Please reproduce the entries that follow, keeping each word intact.

▸ **Dataset excerpts**:
[Start of section]

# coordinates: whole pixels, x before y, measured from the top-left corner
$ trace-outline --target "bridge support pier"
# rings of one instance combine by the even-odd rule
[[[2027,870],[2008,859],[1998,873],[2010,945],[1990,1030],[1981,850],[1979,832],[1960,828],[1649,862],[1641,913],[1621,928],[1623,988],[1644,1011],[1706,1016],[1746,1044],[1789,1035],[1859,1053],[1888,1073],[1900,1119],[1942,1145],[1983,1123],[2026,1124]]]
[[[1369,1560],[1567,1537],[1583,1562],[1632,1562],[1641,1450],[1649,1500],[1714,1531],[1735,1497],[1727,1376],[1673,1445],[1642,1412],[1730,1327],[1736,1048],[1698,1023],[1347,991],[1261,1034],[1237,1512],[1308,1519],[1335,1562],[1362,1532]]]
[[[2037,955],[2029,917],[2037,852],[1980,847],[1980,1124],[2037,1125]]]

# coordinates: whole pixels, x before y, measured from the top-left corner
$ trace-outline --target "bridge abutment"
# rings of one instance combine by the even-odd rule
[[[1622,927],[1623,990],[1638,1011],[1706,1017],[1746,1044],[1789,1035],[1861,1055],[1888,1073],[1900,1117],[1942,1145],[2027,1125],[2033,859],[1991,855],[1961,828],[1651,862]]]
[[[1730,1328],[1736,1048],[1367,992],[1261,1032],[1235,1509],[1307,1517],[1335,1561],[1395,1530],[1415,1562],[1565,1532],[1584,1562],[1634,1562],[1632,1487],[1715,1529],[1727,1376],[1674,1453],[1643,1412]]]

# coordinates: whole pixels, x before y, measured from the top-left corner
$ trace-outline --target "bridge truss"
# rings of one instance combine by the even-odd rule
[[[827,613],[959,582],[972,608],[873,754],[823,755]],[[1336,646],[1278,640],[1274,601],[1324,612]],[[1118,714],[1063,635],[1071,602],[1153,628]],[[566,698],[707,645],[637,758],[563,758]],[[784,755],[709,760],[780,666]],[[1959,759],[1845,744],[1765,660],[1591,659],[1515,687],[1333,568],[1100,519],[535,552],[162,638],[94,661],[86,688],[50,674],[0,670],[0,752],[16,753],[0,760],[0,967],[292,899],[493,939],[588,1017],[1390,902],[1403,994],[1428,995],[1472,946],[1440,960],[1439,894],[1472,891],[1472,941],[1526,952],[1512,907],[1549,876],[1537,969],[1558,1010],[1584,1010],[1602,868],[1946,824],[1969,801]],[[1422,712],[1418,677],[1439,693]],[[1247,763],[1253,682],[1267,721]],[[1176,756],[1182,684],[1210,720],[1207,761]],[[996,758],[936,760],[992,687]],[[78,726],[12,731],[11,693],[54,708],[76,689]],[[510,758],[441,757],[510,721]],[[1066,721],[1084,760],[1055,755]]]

[End of section]

▸ **Result of the exercise**:
# coordinates: whole pixels, x before y, measured from the top-left corner
$ trace-outline --target "bridge support pier"
# rings of one instance combine by the even-odd rule
[[[2027,870],[2008,859],[1998,873],[2010,945],[1990,1030],[1981,850],[1979,832],[1960,828],[1649,862],[1641,913],[1621,928],[1623,988],[1644,1011],[1706,1016],[1746,1044],[1789,1035],[1859,1053],[1888,1073],[1900,1119],[1942,1145],[1983,1123],[2026,1124]]]
[[[1369,1560],[1567,1537],[1583,1562],[1632,1562],[1641,1450],[1649,1500],[1714,1531],[1735,1497],[1727,1376],[1673,1445],[1642,1412],[1730,1327],[1736,1048],[1698,1023],[1347,991],[1261,1034],[1237,1512],[1308,1519],[1335,1562],[1362,1532]]]
[[[2037,955],[2029,917],[2037,852],[1980,847],[1980,1124],[2037,1125]]]

# coordinates: whole pixels, x before y, measured from the top-left corner
$ trace-outline --target "bridge abutment"
# rings of one instance combine by the even-odd rule
[[[1622,927],[1623,990],[1638,1011],[1706,1017],[1746,1044],[1789,1035],[1861,1055],[1888,1073],[1900,1117],[1942,1145],[2027,1125],[2033,859],[1991,855],[1961,828],[1651,862]]]
[[[1730,1328],[1736,1048],[1367,992],[1261,1032],[1235,1509],[1307,1517],[1335,1561],[1395,1530],[1415,1562],[1565,1532],[1584,1562],[1634,1562],[1632,1487],[1715,1529],[1727,1376],[1674,1453],[1643,1412]]]

# coordinates: whole pixels, x before y, measured from the top-left corner
$ trace-outline --target "bridge truss"
# rings of one instance combine by the even-odd rule
[[[827,613],[959,582],[972,608],[873,754],[823,755]],[[1336,646],[1278,640],[1274,601],[1324,612]],[[1118,714],[1063,635],[1071,602],[1153,628]],[[566,698],[707,645],[637,758],[563,758]],[[784,755],[709,760],[780,666]],[[1959,759],[1845,744],[1765,660],[1591,659],[1515,687],[1333,568],[1100,519],[535,552],[162,638],[94,661],[86,688],[50,674],[0,670],[0,752],[16,753],[0,760],[0,967],[292,899],[493,939],[588,1017],[1390,902],[1403,994],[1428,995],[1472,946],[1440,960],[1439,894],[1472,891],[1472,941],[1526,952],[1512,907],[1549,876],[1537,969],[1558,1010],[1584,1010],[1602,868],[1946,824],[1969,801]],[[1422,712],[1418,677],[1439,693]],[[1247,763],[1253,682],[1267,721]],[[1176,756],[1182,684],[1210,720],[1207,761]],[[996,758],[936,760],[992,687]],[[78,726],[12,731],[11,693],[54,708],[76,689]],[[510,758],[441,757],[510,721]],[[1066,721],[1084,760],[1055,755]]]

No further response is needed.